Task brief:
Copy the passage of the opinion piece on labor issues at USC word for word, starting at "Moreover, if it" and ending at "one of importance.".

Text section start

If it weren’t for SCALE, it’s doubtful the employees from on-campus food venues would have other means in which to address their issues and frustration with USC.

There were only minimal updates about the USC Keck School of Medicine strike from the university.

Moreover, if it weren’t for word of mouth, I wouldn’t have known there were more labor issues on the University Park Campus.

We interact with these employees daily — if the university doesn’t maintain transparency, then it is saying as an entity, this institution does not see labor issues as one of importance.

The employees here deserve to have direct responses from administration about their concerns.

Perhaps it is time for USC to reevaluate the principles behind this so-called “family,” and maintain the utmost transparency in issues of such importance


Mellissa Linton is a sophomore majoring in English. 

5 replies
  1. Michelle O'Brien
    Michelle O'Brien says:

    At a time when the nation’s economy is softening, and perhaps worse, many organizations are considering layoffs as a way to cut costs. But eliminating jobs does not always result in immediate cost-savings. There are often severance packages to finance and unemployment benefits to cover. In addition, the morale of the employees left behind always suffers.

Text section end
Data extract section start

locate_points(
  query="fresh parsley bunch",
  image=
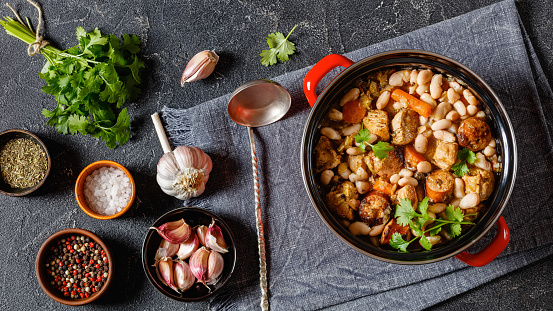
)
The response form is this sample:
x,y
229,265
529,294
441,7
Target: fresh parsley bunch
x,y
406,215
91,82
380,149
466,156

Data extract section end

Result of the task:
Moreover, if it weren’t for word of mouth, I wouldn’t have known there were more labor issues on the University Park Campus.

We interact with these employees daily — if the university doesn’t maintain transparency, then it is saying as an entity, this institution does not see labor issues as one of importance.